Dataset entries
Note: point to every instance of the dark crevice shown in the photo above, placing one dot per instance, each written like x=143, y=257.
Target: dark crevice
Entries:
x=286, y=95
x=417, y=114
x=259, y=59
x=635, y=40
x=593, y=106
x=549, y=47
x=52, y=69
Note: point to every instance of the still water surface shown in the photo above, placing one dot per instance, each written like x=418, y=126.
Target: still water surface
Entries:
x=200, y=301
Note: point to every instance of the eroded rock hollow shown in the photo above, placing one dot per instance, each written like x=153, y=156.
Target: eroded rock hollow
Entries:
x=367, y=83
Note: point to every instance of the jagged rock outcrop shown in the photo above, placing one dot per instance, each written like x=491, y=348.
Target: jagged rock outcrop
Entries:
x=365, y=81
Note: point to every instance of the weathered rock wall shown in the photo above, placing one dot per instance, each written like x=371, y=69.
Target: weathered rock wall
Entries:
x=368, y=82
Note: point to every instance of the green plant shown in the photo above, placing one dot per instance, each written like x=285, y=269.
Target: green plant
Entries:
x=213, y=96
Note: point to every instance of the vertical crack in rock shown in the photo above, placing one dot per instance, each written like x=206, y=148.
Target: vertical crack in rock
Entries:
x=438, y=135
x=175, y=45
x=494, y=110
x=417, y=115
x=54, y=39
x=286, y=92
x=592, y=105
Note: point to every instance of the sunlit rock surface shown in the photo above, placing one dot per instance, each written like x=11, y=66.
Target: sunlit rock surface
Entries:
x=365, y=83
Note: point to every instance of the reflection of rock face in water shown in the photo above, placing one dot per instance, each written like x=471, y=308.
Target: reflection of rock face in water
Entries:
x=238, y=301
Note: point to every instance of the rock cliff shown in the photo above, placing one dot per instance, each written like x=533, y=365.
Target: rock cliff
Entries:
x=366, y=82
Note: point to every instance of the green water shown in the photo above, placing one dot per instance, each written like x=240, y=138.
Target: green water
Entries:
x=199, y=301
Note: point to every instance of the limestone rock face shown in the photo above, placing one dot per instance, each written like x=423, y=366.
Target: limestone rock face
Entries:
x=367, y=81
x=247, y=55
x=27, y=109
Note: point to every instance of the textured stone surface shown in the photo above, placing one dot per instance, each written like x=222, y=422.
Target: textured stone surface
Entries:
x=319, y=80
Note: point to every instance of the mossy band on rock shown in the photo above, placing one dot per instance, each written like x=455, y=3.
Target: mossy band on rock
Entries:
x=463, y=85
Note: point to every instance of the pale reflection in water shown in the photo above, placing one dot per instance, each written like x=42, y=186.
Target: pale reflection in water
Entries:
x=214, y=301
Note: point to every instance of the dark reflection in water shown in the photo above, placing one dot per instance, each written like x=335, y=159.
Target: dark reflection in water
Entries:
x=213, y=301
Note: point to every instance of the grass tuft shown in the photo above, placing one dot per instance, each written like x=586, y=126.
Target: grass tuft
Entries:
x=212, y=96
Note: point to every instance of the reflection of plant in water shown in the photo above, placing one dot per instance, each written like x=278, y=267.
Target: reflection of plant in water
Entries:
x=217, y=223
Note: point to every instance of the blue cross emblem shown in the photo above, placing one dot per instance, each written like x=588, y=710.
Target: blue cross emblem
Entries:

* * *

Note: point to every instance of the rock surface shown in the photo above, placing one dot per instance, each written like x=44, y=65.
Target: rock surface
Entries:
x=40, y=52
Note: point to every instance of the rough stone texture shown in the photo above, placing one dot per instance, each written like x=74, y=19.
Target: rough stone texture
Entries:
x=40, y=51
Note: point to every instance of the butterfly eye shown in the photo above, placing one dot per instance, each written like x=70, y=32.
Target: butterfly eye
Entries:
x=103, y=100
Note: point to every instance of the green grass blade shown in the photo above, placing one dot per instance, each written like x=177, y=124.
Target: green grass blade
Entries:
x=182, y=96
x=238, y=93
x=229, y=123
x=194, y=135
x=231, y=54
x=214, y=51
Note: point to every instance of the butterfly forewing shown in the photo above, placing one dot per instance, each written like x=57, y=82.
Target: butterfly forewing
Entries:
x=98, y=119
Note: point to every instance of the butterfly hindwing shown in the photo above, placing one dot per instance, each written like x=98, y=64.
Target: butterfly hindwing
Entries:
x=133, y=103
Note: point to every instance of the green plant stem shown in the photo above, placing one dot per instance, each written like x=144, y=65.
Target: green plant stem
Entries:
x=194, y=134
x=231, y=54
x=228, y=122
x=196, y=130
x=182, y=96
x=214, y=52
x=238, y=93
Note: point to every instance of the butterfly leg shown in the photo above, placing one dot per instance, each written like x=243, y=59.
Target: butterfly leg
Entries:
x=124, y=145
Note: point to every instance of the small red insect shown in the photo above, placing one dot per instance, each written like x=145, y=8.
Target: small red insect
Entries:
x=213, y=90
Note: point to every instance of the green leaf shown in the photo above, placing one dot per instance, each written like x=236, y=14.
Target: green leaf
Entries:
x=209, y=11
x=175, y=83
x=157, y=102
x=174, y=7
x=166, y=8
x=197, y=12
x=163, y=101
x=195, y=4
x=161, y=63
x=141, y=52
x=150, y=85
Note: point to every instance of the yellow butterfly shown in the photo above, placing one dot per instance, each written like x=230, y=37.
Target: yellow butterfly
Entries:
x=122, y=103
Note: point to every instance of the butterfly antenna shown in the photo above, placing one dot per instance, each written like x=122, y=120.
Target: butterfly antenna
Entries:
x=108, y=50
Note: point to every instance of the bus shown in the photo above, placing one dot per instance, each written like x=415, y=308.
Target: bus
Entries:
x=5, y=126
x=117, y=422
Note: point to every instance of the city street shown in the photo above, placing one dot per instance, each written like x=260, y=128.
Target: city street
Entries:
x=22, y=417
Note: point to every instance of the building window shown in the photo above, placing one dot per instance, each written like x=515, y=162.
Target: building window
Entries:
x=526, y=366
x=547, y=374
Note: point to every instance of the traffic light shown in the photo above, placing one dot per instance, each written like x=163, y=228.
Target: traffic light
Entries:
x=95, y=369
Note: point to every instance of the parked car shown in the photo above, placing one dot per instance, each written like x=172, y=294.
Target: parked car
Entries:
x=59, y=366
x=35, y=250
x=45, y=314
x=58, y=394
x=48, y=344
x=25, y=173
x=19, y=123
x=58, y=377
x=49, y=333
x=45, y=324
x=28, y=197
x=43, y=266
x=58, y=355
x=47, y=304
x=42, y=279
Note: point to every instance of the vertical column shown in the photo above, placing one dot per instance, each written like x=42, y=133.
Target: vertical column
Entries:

** ASSIGNMENT **
Reproduce exactly the entries above, limited to the lines from the one with "Target: green leaf" through the one with "Target: city street", both included.

** ANSWER BOX **
Target: green leaf
Entries:
x=209, y=11
x=175, y=83
x=157, y=102
x=174, y=7
x=166, y=8
x=197, y=12
x=163, y=101
x=195, y=4
x=161, y=63
x=141, y=52
x=150, y=85
Note: point to every instance of the yellow butterfly shown in the photo above, placing one dot per instance, each written like x=230, y=37.
Target: yellow butterfly
Entries:
x=122, y=103
Note: point to every instance of the butterfly antenna shown in the photo above, placing one dot per instance, each written like x=122, y=120.
Target: butterfly antenna
Entries:
x=108, y=50
Note: point to every instance of the bus shown in the photo above, placing one dot per instance, each written like x=415, y=308.
Target: bus
Entries:
x=5, y=126
x=117, y=422
Note: point to every instance of the city street shown in the photo above, placing one dot per instance, each written like x=260, y=128.
Target: city street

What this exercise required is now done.